- **Task goal**
A faithful transcript of every entry is required; pictures do not belong in it.

- **Records for this exercise**
== Segment start ==

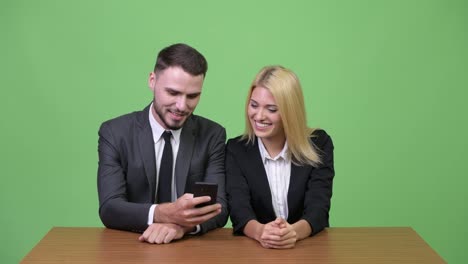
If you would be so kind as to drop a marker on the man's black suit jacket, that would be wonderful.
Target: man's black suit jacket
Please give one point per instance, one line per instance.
(249, 195)
(127, 168)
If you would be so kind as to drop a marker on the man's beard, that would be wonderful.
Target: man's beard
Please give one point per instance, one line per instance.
(161, 117)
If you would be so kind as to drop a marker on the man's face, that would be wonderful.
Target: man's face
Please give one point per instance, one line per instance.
(176, 94)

== Segment end ==

- **Your response**
If you would be so kind as to drop a marker on the man's black suit jacket, that would be wonderful.
Target: man's black suit jacket
Please give one point per instance, one line per instance.
(249, 195)
(127, 168)
If you would be so kind as to drop a marker on the man's beard, that would be wonderful.
Target: man's beard
Please give one point per instance, one line per instance.
(161, 117)
If you would be so kind as to drop a marker on the man's face, that would be wonderful.
Target: man's face
Please give one point per instance, one line per instance.
(176, 94)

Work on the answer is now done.